** WHAT YOU NEED TO DO **
Return each line of the entries below that contains the string "clicks", reproducing every such line in full.

** RECORDS TO USE **
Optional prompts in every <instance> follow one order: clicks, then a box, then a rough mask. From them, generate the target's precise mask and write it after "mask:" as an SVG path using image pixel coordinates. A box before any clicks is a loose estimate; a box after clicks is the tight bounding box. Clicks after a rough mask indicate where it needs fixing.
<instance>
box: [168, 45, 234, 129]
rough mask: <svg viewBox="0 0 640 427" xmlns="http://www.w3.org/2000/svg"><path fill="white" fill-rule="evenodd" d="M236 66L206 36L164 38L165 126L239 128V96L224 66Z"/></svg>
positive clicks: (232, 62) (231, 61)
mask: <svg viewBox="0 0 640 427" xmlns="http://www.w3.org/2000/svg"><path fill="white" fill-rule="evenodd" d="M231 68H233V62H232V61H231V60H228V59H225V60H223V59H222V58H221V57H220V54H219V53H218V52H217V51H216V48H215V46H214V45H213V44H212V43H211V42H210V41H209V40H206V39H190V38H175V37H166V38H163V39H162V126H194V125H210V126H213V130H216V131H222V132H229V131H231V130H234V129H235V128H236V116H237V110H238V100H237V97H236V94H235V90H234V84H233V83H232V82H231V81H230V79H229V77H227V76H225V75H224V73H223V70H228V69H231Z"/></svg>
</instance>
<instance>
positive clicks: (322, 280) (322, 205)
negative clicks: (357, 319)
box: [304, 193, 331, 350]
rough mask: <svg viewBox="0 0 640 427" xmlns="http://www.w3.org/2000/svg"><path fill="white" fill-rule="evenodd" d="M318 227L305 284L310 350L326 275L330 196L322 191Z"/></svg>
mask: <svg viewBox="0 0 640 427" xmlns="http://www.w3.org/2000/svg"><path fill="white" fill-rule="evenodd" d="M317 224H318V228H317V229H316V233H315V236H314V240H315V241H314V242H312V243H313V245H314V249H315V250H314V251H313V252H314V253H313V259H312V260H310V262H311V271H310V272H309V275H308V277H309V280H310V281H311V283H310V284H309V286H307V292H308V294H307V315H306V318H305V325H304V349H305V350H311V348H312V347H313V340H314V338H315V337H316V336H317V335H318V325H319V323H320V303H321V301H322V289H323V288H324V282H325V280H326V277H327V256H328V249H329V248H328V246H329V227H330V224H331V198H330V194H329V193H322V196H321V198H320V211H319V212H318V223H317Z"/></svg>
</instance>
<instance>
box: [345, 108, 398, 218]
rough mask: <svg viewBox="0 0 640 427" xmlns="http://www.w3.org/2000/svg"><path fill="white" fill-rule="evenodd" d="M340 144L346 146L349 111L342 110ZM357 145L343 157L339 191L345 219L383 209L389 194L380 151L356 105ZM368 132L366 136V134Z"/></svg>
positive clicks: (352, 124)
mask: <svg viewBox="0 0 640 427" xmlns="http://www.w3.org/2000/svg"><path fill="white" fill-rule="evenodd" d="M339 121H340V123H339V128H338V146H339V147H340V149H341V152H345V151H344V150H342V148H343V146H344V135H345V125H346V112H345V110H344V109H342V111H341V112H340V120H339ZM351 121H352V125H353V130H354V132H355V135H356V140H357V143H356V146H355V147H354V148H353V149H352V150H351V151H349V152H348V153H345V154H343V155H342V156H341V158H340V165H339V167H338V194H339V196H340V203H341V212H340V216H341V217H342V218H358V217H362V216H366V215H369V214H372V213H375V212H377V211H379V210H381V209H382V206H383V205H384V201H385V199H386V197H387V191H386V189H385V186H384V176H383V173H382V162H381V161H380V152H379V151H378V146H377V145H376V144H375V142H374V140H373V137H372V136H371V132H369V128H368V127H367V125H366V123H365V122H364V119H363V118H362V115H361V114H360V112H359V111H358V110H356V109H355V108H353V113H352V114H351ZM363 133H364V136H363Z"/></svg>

** SOLUTION TO THE EXERCISE **
Optional prompts in every <instance> follow one order: clicks, then a box, then a rough mask. From them, generate the target's precise mask and write it after "mask:" as an SVG path using image pixel coordinates. A box before any clicks is a loose estimate; a box after clicks is the tight bounding box. Clicks after a rough mask indicate where it needs fixing.
positive clicks: (232, 62) (231, 61)
positive clicks: (322, 280) (322, 205)
negative clicks: (357, 319)
positive clicks: (352, 124)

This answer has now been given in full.